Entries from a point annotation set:
— begin —

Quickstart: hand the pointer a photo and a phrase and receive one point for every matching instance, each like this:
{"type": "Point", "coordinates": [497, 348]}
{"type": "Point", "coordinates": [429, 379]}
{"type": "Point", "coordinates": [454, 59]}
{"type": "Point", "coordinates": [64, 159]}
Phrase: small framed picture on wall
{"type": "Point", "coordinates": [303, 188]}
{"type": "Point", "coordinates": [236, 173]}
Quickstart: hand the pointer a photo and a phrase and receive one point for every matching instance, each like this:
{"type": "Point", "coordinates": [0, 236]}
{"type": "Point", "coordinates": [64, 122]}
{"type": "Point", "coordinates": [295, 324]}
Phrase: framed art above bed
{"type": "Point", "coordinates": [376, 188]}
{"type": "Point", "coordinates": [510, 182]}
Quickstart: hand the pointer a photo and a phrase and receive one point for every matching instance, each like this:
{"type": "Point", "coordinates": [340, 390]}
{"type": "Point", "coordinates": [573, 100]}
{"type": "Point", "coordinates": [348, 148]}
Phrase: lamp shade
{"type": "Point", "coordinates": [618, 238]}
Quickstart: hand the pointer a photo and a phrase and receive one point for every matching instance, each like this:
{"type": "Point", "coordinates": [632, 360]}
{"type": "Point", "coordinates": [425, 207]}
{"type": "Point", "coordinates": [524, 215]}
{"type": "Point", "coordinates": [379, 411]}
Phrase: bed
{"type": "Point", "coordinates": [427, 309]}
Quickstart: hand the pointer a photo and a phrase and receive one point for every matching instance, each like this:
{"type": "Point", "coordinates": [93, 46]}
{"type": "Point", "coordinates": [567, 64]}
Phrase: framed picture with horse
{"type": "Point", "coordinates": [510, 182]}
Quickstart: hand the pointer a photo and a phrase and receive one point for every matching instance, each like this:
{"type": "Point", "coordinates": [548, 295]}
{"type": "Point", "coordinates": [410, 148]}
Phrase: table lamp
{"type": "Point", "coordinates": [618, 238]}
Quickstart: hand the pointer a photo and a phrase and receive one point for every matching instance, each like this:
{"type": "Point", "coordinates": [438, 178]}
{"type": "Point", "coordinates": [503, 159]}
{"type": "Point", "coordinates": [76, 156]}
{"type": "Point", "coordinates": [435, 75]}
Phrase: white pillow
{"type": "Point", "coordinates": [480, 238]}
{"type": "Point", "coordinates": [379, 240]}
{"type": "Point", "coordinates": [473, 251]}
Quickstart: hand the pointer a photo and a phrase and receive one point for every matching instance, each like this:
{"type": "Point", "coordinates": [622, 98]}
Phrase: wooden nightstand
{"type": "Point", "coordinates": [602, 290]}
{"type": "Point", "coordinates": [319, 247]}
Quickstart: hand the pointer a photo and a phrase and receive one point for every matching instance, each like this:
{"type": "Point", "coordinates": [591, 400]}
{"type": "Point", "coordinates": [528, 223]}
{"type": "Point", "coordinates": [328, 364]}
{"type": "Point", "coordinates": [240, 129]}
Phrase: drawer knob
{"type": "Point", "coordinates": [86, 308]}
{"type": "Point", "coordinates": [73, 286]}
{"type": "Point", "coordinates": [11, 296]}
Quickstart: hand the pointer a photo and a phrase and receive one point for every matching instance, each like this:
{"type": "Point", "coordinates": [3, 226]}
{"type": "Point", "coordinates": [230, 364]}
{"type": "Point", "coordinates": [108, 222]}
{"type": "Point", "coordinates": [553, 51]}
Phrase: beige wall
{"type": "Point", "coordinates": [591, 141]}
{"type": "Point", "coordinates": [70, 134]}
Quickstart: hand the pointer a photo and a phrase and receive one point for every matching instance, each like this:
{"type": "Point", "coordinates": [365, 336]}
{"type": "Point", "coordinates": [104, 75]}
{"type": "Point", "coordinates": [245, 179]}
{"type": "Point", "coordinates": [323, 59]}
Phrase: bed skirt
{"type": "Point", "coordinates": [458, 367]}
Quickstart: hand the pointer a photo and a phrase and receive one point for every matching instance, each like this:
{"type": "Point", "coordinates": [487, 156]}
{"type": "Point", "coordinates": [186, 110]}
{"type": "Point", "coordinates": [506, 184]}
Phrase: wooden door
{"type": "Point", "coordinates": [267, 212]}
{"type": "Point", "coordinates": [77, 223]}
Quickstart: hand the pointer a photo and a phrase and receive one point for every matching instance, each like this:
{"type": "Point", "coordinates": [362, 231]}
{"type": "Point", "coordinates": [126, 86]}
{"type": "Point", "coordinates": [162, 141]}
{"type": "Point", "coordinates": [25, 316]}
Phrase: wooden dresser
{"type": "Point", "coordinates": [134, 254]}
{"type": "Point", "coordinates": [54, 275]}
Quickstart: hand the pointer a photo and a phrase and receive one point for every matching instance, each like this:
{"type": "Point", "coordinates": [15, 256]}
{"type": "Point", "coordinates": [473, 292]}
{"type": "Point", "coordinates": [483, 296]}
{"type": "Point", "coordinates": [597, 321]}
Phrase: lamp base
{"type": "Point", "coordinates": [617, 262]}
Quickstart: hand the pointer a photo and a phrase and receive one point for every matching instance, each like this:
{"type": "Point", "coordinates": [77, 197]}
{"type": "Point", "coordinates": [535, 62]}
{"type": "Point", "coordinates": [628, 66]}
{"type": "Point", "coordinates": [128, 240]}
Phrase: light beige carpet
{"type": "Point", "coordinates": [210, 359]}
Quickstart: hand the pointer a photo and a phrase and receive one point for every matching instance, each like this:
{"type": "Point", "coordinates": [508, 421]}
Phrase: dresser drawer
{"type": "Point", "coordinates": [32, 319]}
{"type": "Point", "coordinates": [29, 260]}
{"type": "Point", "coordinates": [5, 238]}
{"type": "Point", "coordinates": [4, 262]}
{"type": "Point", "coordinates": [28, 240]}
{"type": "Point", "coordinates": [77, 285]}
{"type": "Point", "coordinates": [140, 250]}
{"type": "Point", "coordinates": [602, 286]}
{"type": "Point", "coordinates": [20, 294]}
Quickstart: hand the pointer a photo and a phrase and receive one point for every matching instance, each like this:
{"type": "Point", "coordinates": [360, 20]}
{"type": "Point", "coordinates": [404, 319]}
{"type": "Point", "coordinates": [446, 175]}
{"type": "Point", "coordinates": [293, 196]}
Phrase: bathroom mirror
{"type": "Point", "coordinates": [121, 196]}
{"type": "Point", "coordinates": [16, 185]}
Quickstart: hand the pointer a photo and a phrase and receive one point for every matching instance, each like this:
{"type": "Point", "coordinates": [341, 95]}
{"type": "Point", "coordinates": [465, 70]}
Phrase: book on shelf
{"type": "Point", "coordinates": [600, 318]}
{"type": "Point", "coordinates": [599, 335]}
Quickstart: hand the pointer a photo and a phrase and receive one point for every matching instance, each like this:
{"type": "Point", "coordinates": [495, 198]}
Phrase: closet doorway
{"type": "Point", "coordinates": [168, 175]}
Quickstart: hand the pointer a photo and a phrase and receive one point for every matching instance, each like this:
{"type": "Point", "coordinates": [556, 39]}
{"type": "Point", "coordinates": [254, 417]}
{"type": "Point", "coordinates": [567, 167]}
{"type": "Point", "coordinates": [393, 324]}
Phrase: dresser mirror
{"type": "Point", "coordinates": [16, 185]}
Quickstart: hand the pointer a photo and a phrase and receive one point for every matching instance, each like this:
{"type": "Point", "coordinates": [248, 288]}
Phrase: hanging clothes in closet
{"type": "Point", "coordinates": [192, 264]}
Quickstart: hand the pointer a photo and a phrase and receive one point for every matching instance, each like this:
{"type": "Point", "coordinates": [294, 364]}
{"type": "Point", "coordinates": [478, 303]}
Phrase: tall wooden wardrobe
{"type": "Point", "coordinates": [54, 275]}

— end —

§ **GOAL**
Type out the full listing again, exactly as given.

§ **THE RESPONSE**
Quickstart: hand the pointer a photo and a phrase and receive one point for every matching instance, each like this:
{"type": "Point", "coordinates": [497, 348]}
{"type": "Point", "coordinates": [429, 379]}
{"type": "Point", "coordinates": [454, 59]}
{"type": "Point", "coordinates": [64, 159]}
Phrase: small framed picture on wall
{"type": "Point", "coordinates": [303, 188]}
{"type": "Point", "coordinates": [236, 173]}
Quickstart: hand the pointer a photo and a phrase and receive one point for every matching instance, each like this:
{"type": "Point", "coordinates": [0, 236]}
{"type": "Point", "coordinates": [64, 122]}
{"type": "Point", "coordinates": [295, 324]}
Phrase: framed art above bed
{"type": "Point", "coordinates": [376, 188]}
{"type": "Point", "coordinates": [510, 182]}
Quickstart: hand the pointer a photo and a phrase and receive one point for every matching instance, each like this:
{"type": "Point", "coordinates": [340, 390]}
{"type": "Point", "coordinates": [573, 100]}
{"type": "Point", "coordinates": [348, 148]}
Phrase: lamp shade
{"type": "Point", "coordinates": [618, 238]}
Quickstart: hand the pointer a photo and a phrase and receive one point for every matching instance, each like this:
{"type": "Point", "coordinates": [632, 360]}
{"type": "Point", "coordinates": [425, 207]}
{"type": "Point", "coordinates": [524, 215]}
{"type": "Point", "coordinates": [379, 411]}
Phrase: bed
{"type": "Point", "coordinates": [427, 309]}
Quickstart: hand the pointer a photo and a phrase and receive one point for every matching instance, each like this:
{"type": "Point", "coordinates": [93, 46]}
{"type": "Point", "coordinates": [567, 64]}
Phrase: framed picture with horse
{"type": "Point", "coordinates": [510, 182]}
Quickstart: hand the pointer a photo and a phrase and receive one point for every matching instance, each like this:
{"type": "Point", "coordinates": [548, 295]}
{"type": "Point", "coordinates": [410, 148]}
Phrase: table lamp
{"type": "Point", "coordinates": [618, 238]}
Quickstart: hand the pointer a photo and a phrase and receive one point for every matching instance, each like this:
{"type": "Point", "coordinates": [438, 178]}
{"type": "Point", "coordinates": [503, 159]}
{"type": "Point", "coordinates": [76, 156]}
{"type": "Point", "coordinates": [435, 75]}
Phrase: white pillow
{"type": "Point", "coordinates": [480, 238]}
{"type": "Point", "coordinates": [379, 240]}
{"type": "Point", "coordinates": [473, 251]}
Quickstart: hand the pointer a photo and a phrase and receive one point for every matching instance, each like this:
{"type": "Point", "coordinates": [622, 98]}
Phrase: wooden nightstand
{"type": "Point", "coordinates": [602, 290]}
{"type": "Point", "coordinates": [319, 247]}
Quickstart: hand the pointer a photo and a phrase and receive one point for every matching instance, each like this:
{"type": "Point", "coordinates": [591, 400]}
{"type": "Point", "coordinates": [528, 223]}
{"type": "Point", "coordinates": [328, 364]}
{"type": "Point", "coordinates": [240, 129]}
Phrase: drawer knob
{"type": "Point", "coordinates": [86, 308]}
{"type": "Point", "coordinates": [73, 286]}
{"type": "Point", "coordinates": [11, 296]}
Quickstart: hand the pointer a photo and a phrase and receive one point for every matching instance, each like this:
{"type": "Point", "coordinates": [3, 226]}
{"type": "Point", "coordinates": [230, 364]}
{"type": "Point", "coordinates": [108, 222]}
{"type": "Point", "coordinates": [553, 51]}
Phrase: beige wall
{"type": "Point", "coordinates": [591, 141]}
{"type": "Point", "coordinates": [70, 134]}
Quickstart: hand the pointer a photo and a phrase and receive one point for every matching instance, each like this:
{"type": "Point", "coordinates": [365, 336]}
{"type": "Point", "coordinates": [104, 75]}
{"type": "Point", "coordinates": [245, 179]}
{"type": "Point", "coordinates": [323, 59]}
Phrase: bed skirt
{"type": "Point", "coordinates": [458, 367]}
Quickstart: hand the pointer a photo and a phrase and receive one point for every matching instance, each like this:
{"type": "Point", "coordinates": [487, 156]}
{"type": "Point", "coordinates": [186, 110]}
{"type": "Point", "coordinates": [506, 184]}
Phrase: wooden door
{"type": "Point", "coordinates": [267, 212]}
{"type": "Point", "coordinates": [77, 223]}
Quickstart: hand the pointer a photo and a phrase and receive one point for every matching instance, each like this:
{"type": "Point", "coordinates": [362, 231]}
{"type": "Point", "coordinates": [126, 86]}
{"type": "Point", "coordinates": [162, 141]}
{"type": "Point", "coordinates": [25, 316]}
Phrase: wooden dresser
{"type": "Point", "coordinates": [134, 254]}
{"type": "Point", "coordinates": [54, 275]}
Quickstart: hand the pointer a photo and a phrase and receive one point for every matching instance, each like this:
{"type": "Point", "coordinates": [15, 256]}
{"type": "Point", "coordinates": [473, 292]}
{"type": "Point", "coordinates": [483, 296]}
{"type": "Point", "coordinates": [597, 321]}
Phrase: lamp base
{"type": "Point", "coordinates": [617, 262]}
Quickstart: hand the pointer a photo and a phrase and receive one point for every matching instance, each like this:
{"type": "Point", "coordinates": [77, 197]}
{"type": "Point", "coordinates": [535, 62]}
{"type": "Point", "coordinates": [628, 66]}
{"type": "Point", "coordinates": [128, 240]}
Phrase: light beige carpet
{"type": "Point", "coordinates": [210, 359]}
Quickstart: hand the pointer a photo and a phrase and receive one point for every matching instance, each like this:
{"type": "Point", "coordinates": [508, 421]}
Phrase: dresser drawer
{"type": "Point", "coordinates": [32, 319]}
{"type": "Point", "coordinates": [29, 260]}
{"type": "Point", "coordinates": [5, 238]}
{"type": "Point", "coordinates": [4, 262]}
{"type": "Point", "coordinates": [28, 240]}
{"type": "Point", "coordinates": [77, 285]}
{"type": "Point", "coordinates": [140, 250]}
{"type": "Point", "coordinates": [602, 286]}
{"type": "Point", "coordinates": [20, 294]}
Quickstart: hand the pointer a photo and a phrase and receive one point for every matching instance, each like this:
{"type": "Point", "coordinates": [360, 20]}
{"type": "Point", "coordinates": [404, 319]}
{"type": "Point", "coordinates": [446, 175]}
{"type": "Point", "coordinates": [293, 196]}
Phrase: bathroom mirror
{"type": "Point", "coordinates": [121, 196]}
{"type": "Point", "coordinates": [16, 185]}
Quickstart: hand the pointer a photo and a phrase and receive one point for every matching instance, each like this:
{"type": "Point", "coordinates": [341, 95]}
{"type": "Point", "coordinates": [465, 70]}
Phrase: book on shelf
{"type": "Point", "coordinates": [600, 318]}
{"type": "Point", "coordinates": [599, 335]}
Quickstart: hand the pointer a photo and a phrase and receive one point for every matching instance, each like this:
{"type": "Point", "coordinates": [495, 198]}
Phrase: closet doorway
{"type": "Point", "coordinates": [168, 175]}
Quickstart: hand the pointer a photo and a phrase and receive one point for every matching instance, each like this:
{"type": "Point", "coordinates": [556, 39]}
{"type": "Point", "coordinates": [254, 417]}
{"type": "Point", "coordinates": [567, 167]}
{"type": "Point", "coordinates": [393, 324]}
Phrase: dresser mirror
{"type": "Point", "coordinates": [16, 185]}
Quickstart: hand the pointer a photo and a phrase and receive one point for every matching instance, each like this:
{"type": "Point", "coordinates": [248, 288]}
Phrase: hanging clothes in closet
{"type": "Point", "coordinates": [192, 264]}
Quickstart: hand the pointer a photo and a phrase and receive one point for every matching instance, each like this:
{"type": "Point", "coordinates": [294, 364]}
{"type": "Point", "coordinates": [478, 303]}
Phrase: tall wooden wardrobe
{"type": "Point", "coordinates": [54, 275]}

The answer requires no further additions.